[Coordinate annotation records]

'''

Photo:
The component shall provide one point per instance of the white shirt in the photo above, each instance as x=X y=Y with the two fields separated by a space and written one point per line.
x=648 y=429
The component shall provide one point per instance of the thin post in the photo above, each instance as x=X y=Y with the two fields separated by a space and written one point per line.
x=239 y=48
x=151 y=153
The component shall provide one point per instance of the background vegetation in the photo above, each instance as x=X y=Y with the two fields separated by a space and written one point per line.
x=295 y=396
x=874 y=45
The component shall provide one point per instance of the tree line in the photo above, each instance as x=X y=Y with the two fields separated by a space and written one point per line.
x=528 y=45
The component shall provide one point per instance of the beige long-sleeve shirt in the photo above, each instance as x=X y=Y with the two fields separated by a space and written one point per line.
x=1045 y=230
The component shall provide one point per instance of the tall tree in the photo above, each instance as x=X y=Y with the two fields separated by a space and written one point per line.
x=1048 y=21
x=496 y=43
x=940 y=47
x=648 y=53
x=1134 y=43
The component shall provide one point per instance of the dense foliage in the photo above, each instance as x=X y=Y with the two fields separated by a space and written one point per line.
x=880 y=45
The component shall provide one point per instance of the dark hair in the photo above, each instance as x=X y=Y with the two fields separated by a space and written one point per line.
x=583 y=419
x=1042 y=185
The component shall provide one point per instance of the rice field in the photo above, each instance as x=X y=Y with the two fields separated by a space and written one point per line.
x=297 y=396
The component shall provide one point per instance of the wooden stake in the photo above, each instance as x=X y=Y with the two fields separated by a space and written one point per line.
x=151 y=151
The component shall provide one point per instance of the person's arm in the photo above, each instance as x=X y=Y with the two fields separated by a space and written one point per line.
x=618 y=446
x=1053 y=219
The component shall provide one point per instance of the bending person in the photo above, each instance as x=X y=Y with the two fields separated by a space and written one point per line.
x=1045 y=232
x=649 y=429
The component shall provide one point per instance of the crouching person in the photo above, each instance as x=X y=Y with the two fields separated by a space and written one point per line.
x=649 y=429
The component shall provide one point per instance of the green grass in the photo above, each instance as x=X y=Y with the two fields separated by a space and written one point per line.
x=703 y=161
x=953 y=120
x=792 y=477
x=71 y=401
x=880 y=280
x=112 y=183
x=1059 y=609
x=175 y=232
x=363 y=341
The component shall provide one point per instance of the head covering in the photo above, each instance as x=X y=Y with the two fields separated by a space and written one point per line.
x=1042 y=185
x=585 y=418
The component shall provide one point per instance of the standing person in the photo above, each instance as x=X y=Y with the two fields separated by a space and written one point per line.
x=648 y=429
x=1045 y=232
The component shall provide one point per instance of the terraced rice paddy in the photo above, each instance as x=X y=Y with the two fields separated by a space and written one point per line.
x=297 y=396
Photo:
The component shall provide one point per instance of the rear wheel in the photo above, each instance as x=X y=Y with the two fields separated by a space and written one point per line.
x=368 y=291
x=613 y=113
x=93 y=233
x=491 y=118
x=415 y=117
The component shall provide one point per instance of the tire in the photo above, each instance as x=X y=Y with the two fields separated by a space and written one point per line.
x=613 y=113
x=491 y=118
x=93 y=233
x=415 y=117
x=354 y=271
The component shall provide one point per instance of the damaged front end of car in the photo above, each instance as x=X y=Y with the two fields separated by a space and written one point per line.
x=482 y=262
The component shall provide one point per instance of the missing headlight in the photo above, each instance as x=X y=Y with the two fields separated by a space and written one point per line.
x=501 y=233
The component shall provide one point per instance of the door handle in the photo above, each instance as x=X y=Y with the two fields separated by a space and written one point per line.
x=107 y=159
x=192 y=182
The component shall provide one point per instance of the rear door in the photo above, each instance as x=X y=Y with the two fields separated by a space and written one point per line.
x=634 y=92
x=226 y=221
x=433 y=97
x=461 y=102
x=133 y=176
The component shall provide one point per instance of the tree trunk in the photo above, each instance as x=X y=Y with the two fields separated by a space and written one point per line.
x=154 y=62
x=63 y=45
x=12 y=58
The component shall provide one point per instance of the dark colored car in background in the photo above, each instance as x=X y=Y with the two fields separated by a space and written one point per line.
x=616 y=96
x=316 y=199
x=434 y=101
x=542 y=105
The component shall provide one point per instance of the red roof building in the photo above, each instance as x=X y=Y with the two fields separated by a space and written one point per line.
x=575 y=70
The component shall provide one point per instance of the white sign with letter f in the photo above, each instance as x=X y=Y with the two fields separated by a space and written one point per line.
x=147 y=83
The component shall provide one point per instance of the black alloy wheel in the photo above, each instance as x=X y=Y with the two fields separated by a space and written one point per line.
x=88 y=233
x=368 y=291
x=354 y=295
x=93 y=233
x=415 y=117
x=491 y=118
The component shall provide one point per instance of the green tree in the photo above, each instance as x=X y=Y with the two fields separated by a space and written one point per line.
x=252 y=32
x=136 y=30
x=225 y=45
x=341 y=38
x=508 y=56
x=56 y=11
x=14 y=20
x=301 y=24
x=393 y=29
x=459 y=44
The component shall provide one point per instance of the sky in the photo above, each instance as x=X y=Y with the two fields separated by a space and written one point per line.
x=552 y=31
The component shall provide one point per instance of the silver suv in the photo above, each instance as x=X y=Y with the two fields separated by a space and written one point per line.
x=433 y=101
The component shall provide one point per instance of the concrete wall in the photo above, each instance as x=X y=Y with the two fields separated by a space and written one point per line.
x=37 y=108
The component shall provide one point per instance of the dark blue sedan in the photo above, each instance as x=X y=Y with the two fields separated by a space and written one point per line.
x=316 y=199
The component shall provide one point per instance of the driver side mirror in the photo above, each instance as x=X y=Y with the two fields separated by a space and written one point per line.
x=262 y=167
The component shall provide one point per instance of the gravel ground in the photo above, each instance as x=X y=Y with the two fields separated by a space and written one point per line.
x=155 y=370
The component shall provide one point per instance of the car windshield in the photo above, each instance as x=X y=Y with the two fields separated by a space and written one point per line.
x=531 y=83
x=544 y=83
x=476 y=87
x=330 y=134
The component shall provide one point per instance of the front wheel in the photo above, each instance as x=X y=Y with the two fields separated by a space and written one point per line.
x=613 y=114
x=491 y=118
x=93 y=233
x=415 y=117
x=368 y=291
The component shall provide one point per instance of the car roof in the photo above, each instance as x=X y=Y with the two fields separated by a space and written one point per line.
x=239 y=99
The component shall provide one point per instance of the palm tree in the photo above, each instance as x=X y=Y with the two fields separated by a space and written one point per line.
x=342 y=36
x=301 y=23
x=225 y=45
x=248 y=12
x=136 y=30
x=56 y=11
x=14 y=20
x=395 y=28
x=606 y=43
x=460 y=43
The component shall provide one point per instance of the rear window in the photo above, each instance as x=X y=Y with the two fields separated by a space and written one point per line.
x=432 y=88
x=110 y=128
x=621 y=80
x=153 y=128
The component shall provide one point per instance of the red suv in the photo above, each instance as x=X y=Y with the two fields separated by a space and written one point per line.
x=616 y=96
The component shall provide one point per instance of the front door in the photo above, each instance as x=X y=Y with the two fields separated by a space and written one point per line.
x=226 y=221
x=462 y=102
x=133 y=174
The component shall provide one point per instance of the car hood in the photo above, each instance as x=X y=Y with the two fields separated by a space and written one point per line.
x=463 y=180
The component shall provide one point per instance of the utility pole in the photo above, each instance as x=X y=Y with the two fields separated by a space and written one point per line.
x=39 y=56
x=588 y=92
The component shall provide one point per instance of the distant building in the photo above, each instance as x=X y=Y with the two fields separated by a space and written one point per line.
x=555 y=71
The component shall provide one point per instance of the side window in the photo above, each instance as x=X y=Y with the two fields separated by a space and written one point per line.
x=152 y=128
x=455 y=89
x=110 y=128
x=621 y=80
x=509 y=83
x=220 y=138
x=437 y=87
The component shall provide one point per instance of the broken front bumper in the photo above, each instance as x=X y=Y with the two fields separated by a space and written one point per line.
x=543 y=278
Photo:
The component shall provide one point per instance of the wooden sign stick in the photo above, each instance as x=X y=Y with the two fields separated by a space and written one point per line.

'''

Please swap "person's arm" for "person's hand" in the material between the lines holding "of the person's" and "x=1053 y=219", inclusive. Return only those lines, with everything else left unchanged.

(The answer)
The component shall provide one point per instance of the person's hand in the photo above, each instance as x=X y=Y with the two fields separated by a space and written one point per line.
x=618 y=446
x=1053 y=219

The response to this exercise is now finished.